— To do —
Display each line of the items below that contains the string "green", copying the line unchanged. Matches must have the same case.

— Dataset content —
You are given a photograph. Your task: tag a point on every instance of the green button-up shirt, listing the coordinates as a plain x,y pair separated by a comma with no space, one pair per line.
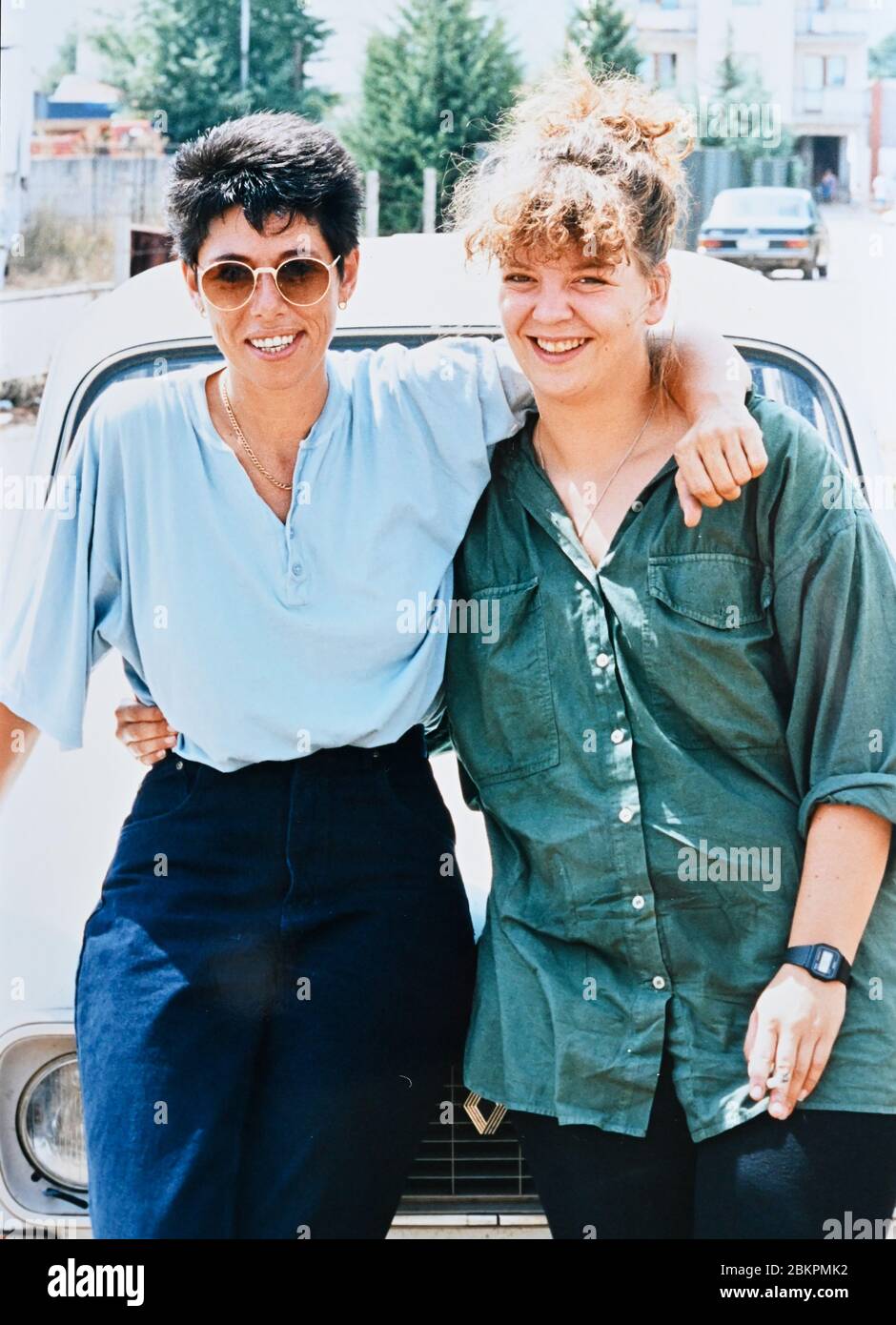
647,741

==

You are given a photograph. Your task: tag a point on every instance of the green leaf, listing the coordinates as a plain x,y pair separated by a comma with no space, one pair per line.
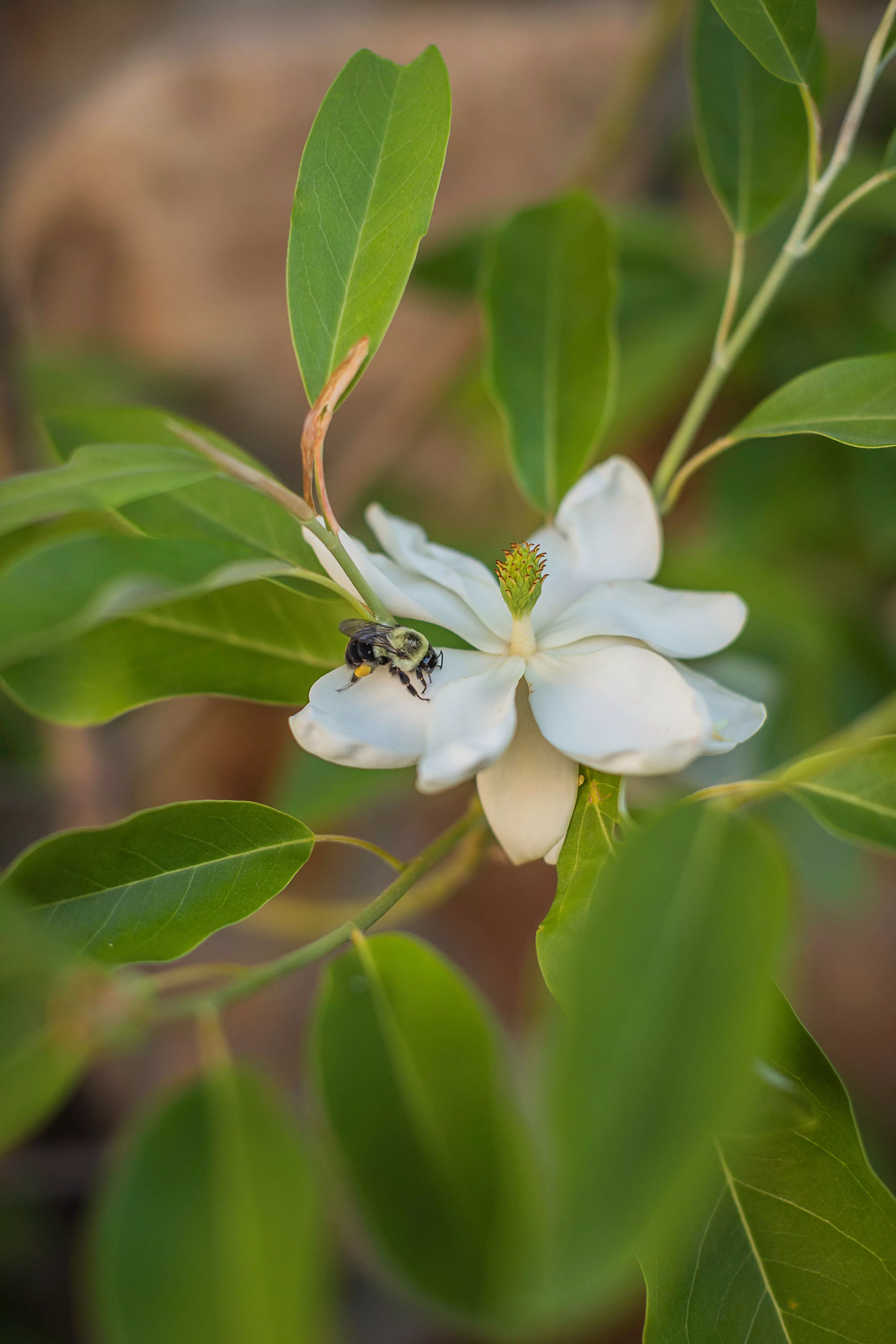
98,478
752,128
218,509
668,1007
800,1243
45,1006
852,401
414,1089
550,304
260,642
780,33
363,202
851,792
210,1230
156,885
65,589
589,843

==

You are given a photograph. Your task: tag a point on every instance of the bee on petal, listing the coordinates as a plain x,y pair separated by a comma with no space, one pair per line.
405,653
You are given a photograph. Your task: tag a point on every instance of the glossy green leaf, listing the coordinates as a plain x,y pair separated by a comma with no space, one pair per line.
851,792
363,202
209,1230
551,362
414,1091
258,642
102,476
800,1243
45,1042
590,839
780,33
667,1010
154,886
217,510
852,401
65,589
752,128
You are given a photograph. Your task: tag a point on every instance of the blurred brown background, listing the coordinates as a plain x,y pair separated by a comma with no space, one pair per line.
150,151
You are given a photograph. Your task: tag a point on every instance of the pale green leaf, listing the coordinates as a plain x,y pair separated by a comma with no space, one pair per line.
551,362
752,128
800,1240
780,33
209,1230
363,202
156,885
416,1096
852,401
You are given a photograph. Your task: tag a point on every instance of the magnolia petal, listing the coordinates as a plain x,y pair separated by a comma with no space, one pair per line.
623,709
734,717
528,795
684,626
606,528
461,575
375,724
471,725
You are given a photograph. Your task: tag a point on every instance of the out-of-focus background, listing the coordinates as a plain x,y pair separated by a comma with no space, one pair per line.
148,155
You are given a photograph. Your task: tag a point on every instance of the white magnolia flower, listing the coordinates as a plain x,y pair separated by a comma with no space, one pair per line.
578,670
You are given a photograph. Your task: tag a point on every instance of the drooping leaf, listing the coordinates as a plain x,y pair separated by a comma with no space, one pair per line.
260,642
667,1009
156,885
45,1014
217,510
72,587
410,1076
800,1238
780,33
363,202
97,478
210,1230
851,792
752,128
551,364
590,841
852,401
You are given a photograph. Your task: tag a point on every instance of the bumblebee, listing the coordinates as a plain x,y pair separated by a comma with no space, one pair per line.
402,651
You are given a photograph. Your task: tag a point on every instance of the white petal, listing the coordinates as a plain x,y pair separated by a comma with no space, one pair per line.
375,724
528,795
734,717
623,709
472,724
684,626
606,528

— Result —
You are given a photograph. Your task: tag a point on every instance of the green button-up shirt, listing the coordinates as a plain x,y pair separated by a comma with no space, one pair per line.
You are given a photograph. Your task: tag a point on every instance of the green leaf, listing the coordinates as a plain x,y pair separated by a comma with no space, one pair per line.
You are given a photograph. Your task: tag a point on every instance of the glossy green leaf, listing the coordinates as a plain x,y pair separated by a comma with no space, one pair per line.
You are given a photograph. Your task: tag a point on every instance of the pale green leaf, listing the coordinates as a plain x,y pair separated by a comma with no space, one pair per line.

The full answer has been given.